--- BEGIN Records for this exercise ---

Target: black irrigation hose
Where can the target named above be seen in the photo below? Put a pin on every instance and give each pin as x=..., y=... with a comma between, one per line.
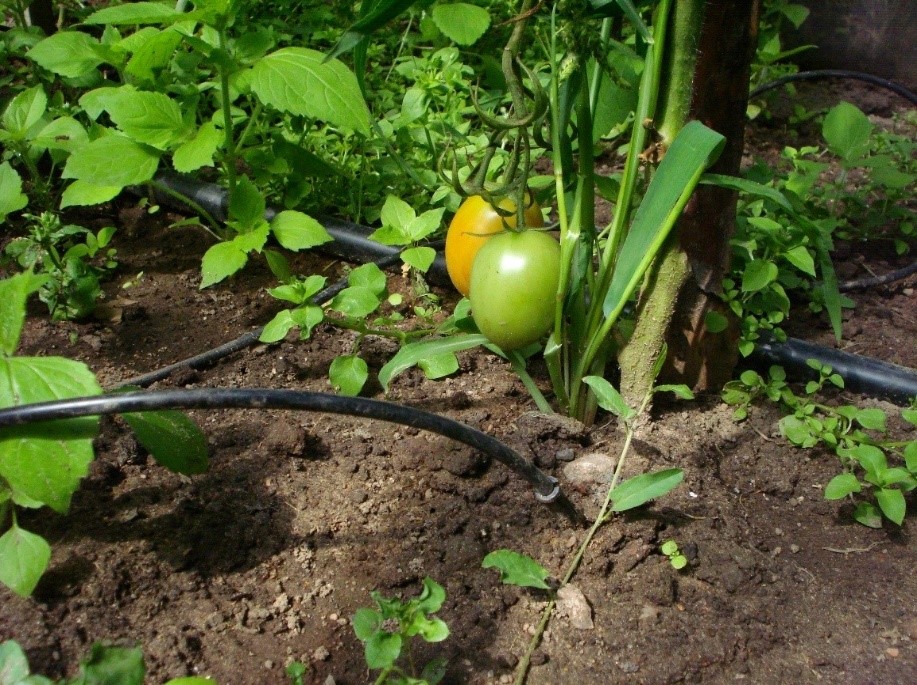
x=547, y=489
x=861, y=374
x=872, y=281
x=819, y=74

--- END Records for this exercise ---

Task objective:
Can you rewrite all of the data with "pin" replaced by "marker" and everything else unchanged, omitting the pictures?

Output for this exercise:
Target: black irrigation hose
Where can the target named above be seen in the photo below? Put a marker on every instance and give each marker as x=..., y=... with a comma between, one per line.
x=547, y=489
x=861, y=374
x=872, y=281
x=819, y=74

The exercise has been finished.